PASSAGE PROVIDED

☆ ☆ ☆ ☆ ☆

I could summarize all day, but instead take a look at their site to see further information on their factories and values.

Big Bud Press

big bug 1

Not to be dramatic, but I love Big Bud Press more than I love myself. Big Bud offers a line  of colorful unisex clothing that is made in LA. They have t-shirts, jumpsuits, fanny-packs, trousers, backpacks and more.

Price Range: $$-$$$

A bit on the pricier side, with t-shirts coming in at about $40 and jumpsuits at $160. But hot dang, those jumpsuits get me every time. You get what you pay for with this brand: a unique item that is packed full of fun.

Ethics Statement:

“All of Big Bud’s products are very proudly USA made and we take pride in our high quality and attention to detail!” This statement doesn’t seem like much, right? So, how do I know that they’re ethical?

They don’t have all the information on their main website, but they are very transparent on social media. There is a highlight on their Instagram dedicated to production, where they keep videos of their items being sewn and t-shirts being printed. As a smaller brand, they do not have to worry as much about producing excess waste. Any defective or messed up items are sold at deeply discounted sales rather than being thrown out.

☆ ☆ ☆ ☆ ☆

DATASET ENTRIES

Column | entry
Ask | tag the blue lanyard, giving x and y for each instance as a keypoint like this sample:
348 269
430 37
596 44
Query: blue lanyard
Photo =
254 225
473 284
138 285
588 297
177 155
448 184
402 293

☆ ☆ ☆ ☆ ☆

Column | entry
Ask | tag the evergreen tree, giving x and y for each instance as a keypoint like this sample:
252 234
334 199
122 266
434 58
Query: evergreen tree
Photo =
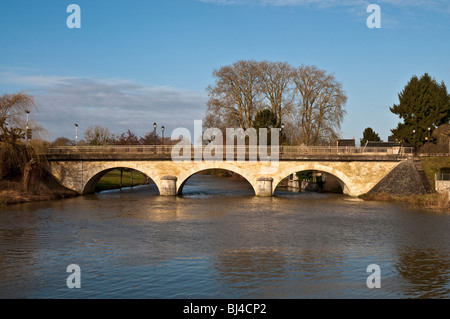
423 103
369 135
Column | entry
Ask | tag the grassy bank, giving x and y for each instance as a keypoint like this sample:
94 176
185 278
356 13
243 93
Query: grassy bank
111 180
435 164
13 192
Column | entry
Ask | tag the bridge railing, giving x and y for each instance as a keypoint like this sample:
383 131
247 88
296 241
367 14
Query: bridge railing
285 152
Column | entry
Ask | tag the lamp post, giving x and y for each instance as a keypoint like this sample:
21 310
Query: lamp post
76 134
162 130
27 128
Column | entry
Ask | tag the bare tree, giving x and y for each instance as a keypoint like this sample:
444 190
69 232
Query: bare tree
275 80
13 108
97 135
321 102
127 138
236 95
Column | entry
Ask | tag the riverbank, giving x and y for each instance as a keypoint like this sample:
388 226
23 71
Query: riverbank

☆ ☆ ☆ ☆ ☆

WRITTEN TASK 1
Count how many rows contain the string "like", and give only the number.
WRITTEN TASK 2
Carry on the passage about Big Bud Press, picking up right after its last sentence.
The passage and the rows have nothing to do with each other.

RESPONSE 1
7

RESPONSE 2
Everlane

Hip and minimalist are the two words I would use to describe Everlane. They have quality constructed basics, but basics that are very “in”. They offer a few different styles in several different muted tones.

Price Range: $$-$$$

I like to use t-shirts as a comparison point, so note that Everlane’s tees fall around $32 dollars. Denim runs around $68, but they are built to last. I would note that they seem to run a little small, as I has trouble fitting into a pair in my usual size.

Ethics Statement:

“We spend months finding the best factories around the world–the same ones that produce your favorite designer labels. We visit them often and build strong personal relationships with the owners. Each factory is given a compliance audit to evaluate factors like fair wages, reasonable hours, and environment. Our goal? A score of 90 or above for every factory.”

Everlane also offers a break down of how much their items cost to make, and then shows how much they charge in comparison. “Radically transparent” is there motto.

Click through profiles of every one of their factories here.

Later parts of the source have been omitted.